Write out all of the data exactly as it appears.

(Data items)
--------------------
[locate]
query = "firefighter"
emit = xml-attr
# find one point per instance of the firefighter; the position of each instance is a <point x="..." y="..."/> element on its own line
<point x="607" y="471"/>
--------------------
:: RESULT OF THE TASK ::
[locate]
query = "firefighter"
emit = xml-attr
# find one point per instance of the firefighter; the position of each instance is a <point x="..." y="..."/> element on its own line
<point x="607" y="471"/>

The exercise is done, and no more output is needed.